Input material:
## Start
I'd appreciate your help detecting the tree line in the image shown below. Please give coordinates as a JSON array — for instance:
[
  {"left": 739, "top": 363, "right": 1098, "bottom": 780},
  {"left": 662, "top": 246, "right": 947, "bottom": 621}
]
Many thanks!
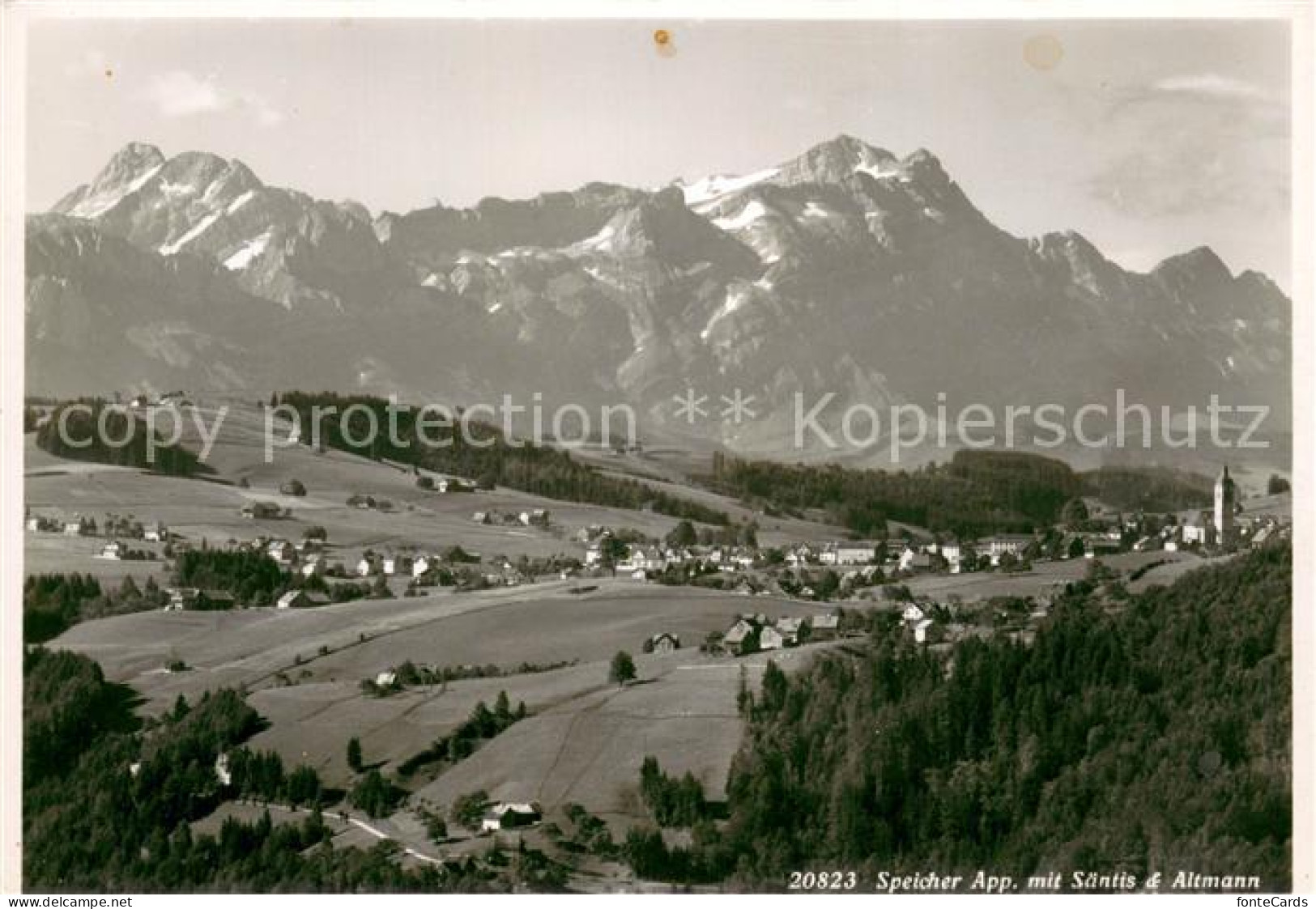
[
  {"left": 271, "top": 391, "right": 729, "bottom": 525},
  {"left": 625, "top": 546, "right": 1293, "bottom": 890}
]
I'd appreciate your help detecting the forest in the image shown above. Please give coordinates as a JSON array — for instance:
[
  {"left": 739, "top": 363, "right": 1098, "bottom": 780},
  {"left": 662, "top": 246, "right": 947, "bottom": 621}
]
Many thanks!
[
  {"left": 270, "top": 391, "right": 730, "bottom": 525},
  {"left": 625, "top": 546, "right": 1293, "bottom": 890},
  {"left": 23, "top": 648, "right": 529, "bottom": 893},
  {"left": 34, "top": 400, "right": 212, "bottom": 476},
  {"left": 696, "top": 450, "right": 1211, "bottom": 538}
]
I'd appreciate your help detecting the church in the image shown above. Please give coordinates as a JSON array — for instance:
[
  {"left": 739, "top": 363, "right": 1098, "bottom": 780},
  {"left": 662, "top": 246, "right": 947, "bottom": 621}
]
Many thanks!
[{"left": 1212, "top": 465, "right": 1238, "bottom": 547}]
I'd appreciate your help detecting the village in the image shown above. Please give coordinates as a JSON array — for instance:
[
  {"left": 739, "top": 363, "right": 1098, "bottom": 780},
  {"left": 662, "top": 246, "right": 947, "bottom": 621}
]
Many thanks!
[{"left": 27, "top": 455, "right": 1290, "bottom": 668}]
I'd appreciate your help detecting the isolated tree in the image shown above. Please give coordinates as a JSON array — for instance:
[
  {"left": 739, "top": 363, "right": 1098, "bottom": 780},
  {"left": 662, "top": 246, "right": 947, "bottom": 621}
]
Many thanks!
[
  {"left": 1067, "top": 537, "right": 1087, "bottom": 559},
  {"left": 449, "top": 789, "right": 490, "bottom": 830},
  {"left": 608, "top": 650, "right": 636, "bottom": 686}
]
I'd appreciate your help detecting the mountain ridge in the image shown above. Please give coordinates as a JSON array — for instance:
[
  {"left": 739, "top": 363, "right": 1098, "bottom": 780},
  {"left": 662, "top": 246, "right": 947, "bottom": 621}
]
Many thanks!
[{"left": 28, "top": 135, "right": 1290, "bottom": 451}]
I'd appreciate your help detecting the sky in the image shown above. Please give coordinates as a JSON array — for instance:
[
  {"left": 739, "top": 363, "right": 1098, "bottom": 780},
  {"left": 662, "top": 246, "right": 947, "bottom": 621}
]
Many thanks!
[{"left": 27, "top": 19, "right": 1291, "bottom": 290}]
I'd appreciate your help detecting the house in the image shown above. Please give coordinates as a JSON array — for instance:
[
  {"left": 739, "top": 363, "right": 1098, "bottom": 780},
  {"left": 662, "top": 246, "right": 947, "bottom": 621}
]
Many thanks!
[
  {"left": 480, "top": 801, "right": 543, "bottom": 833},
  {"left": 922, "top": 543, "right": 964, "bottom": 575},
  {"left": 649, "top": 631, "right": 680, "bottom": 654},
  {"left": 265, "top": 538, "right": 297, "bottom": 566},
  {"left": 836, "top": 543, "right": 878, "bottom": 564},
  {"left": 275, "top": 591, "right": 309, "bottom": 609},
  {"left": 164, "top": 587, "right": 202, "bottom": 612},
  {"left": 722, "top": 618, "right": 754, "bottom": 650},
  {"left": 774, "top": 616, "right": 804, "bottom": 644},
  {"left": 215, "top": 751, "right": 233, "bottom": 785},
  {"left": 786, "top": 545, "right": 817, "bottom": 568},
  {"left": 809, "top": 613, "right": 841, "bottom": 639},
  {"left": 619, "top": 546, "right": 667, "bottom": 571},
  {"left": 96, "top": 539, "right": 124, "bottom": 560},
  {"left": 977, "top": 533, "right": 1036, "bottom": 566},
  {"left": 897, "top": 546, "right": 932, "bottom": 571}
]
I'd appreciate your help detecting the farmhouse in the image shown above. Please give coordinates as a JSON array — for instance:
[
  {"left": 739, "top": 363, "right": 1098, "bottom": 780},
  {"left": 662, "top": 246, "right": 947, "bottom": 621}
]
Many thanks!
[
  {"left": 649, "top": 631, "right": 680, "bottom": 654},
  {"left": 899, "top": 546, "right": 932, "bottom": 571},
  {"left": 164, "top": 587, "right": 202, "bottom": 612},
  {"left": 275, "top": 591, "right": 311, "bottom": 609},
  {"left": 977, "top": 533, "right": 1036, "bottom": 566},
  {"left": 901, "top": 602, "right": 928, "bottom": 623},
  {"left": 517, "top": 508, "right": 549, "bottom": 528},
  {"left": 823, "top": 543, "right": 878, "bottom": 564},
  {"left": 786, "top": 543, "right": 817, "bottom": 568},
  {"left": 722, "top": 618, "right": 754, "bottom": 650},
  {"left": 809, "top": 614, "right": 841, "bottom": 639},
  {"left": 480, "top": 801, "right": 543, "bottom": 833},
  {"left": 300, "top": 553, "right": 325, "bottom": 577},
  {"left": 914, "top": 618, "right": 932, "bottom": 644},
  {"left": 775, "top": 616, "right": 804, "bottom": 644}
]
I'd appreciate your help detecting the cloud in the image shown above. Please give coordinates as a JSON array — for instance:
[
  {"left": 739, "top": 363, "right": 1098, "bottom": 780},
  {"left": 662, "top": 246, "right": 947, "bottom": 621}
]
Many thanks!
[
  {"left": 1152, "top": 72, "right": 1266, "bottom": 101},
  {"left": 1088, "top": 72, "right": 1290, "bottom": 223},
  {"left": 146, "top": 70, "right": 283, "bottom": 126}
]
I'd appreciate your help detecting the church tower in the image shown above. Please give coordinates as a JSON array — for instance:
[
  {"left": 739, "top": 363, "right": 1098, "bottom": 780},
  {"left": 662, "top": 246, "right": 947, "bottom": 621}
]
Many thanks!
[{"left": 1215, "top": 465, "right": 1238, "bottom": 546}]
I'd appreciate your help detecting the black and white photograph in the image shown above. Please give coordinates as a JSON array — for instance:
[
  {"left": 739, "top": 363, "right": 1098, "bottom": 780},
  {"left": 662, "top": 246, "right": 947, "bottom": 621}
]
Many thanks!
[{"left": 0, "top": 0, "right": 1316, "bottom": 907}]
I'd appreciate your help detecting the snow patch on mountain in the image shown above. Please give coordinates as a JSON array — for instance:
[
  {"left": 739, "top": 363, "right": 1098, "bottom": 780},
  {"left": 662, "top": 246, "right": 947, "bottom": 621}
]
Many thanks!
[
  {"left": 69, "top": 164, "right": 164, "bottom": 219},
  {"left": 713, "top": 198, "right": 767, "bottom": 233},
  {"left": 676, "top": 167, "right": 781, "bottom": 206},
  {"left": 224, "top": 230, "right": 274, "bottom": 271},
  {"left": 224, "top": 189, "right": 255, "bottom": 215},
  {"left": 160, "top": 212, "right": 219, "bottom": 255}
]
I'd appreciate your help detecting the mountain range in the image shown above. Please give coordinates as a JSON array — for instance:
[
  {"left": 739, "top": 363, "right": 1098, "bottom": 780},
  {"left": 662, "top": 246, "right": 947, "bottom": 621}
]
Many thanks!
## End
## Start
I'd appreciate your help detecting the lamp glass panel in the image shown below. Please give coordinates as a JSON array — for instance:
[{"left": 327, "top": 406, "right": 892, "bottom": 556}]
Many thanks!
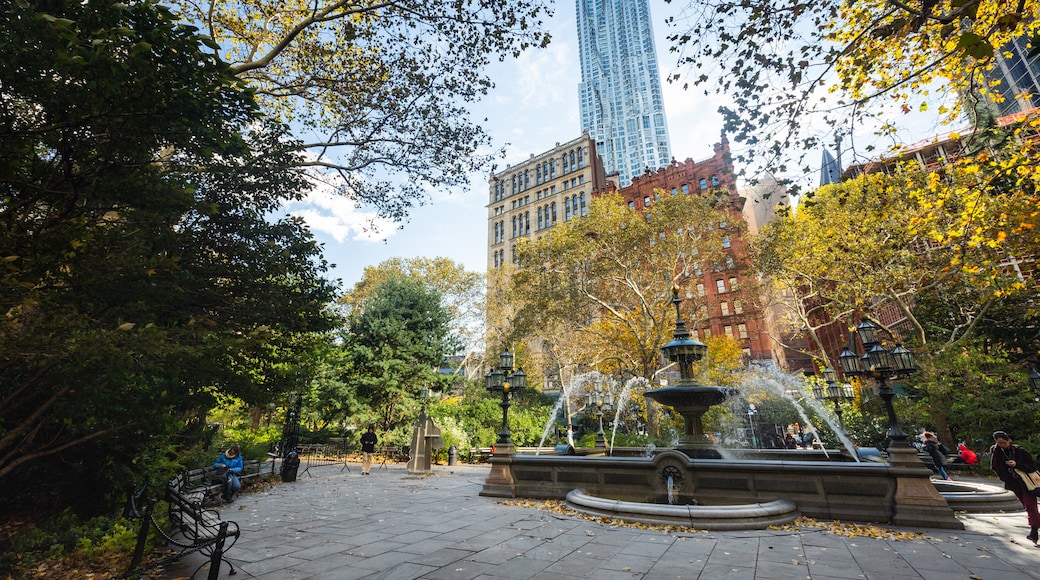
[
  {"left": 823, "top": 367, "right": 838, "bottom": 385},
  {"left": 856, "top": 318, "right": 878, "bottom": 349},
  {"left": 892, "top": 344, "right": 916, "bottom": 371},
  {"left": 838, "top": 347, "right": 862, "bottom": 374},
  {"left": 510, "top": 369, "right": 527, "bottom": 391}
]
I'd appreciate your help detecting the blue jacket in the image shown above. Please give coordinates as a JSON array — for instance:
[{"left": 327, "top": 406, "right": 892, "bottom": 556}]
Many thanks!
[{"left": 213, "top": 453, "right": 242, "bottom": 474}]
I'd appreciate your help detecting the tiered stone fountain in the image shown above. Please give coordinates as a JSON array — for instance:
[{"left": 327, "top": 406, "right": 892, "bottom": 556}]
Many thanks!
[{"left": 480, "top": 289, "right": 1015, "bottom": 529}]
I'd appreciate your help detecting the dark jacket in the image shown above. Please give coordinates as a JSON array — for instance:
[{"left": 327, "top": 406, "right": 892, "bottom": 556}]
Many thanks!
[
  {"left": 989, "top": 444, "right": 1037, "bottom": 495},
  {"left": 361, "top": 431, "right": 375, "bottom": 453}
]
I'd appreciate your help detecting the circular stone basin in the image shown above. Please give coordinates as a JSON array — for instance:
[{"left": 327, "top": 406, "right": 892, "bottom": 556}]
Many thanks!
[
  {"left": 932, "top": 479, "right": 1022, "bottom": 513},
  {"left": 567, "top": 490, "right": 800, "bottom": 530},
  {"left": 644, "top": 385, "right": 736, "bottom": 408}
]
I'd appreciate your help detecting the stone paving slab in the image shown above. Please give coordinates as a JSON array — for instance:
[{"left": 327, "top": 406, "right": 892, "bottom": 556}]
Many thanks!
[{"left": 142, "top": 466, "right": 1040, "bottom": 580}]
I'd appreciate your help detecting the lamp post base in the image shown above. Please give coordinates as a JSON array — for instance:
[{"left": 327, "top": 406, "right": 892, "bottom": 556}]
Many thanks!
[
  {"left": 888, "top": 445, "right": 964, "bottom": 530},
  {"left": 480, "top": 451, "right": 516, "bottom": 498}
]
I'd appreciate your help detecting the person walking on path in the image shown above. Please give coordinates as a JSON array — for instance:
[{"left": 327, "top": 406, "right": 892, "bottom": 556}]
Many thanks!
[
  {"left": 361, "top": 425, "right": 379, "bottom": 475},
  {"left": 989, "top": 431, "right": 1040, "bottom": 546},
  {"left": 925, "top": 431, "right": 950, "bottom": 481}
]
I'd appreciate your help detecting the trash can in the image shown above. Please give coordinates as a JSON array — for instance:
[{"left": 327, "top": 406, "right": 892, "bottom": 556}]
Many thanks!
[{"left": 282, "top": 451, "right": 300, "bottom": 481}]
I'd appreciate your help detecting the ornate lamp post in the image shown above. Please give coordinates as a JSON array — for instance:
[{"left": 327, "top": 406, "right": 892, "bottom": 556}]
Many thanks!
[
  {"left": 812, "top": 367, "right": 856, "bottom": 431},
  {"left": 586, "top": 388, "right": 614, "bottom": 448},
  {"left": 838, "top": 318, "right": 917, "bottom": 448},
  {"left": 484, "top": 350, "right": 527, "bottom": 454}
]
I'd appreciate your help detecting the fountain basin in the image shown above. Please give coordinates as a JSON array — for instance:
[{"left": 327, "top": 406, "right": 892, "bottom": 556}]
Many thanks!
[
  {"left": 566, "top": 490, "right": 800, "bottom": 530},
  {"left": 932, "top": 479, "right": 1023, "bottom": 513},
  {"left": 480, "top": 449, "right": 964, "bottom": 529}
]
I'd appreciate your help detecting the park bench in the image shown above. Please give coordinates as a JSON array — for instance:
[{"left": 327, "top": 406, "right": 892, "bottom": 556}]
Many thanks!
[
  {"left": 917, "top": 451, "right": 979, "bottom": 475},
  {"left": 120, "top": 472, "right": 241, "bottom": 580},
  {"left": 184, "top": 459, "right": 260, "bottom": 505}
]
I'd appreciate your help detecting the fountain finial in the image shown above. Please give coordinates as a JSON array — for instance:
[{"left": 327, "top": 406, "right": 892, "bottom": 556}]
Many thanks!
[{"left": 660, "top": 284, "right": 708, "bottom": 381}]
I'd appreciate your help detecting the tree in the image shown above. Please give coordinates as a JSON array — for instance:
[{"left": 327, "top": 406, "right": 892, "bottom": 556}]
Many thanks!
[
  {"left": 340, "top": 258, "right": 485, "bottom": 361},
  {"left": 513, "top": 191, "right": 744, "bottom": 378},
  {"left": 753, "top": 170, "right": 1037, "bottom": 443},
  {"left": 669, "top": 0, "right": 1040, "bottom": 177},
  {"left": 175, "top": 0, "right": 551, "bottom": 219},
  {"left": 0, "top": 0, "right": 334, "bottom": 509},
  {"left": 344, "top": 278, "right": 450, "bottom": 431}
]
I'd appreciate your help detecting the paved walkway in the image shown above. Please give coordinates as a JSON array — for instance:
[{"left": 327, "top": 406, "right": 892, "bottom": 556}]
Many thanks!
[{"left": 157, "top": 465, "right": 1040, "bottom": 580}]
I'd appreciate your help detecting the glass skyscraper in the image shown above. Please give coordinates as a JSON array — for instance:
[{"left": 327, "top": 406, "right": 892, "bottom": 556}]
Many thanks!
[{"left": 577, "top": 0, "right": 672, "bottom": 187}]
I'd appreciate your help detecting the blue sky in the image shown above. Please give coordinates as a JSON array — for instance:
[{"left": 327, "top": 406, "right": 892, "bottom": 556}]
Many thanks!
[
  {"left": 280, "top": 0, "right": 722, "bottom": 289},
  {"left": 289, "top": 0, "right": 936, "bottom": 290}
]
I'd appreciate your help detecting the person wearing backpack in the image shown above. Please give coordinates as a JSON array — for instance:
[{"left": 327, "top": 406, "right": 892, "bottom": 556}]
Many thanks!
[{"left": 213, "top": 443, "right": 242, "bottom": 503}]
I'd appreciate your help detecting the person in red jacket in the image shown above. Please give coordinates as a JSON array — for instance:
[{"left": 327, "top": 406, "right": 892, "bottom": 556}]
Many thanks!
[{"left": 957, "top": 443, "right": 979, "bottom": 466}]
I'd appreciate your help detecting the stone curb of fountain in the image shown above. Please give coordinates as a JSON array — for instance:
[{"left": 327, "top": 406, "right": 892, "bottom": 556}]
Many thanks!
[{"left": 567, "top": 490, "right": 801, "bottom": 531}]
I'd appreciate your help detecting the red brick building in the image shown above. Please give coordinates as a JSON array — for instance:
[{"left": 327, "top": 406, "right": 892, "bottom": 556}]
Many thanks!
## End
Problem requirements:
Collect every line of the records that contains the string "post", matching case exactly.

Output of the task:
I'd appreciate your help detecting the lamp post base in the image shown above. Please give coordinates as a JSON array — for instance:
I'd appreciate your help detecting the ornate lamp post in the image shown above. Please give coordinates as a JSON array — for instance:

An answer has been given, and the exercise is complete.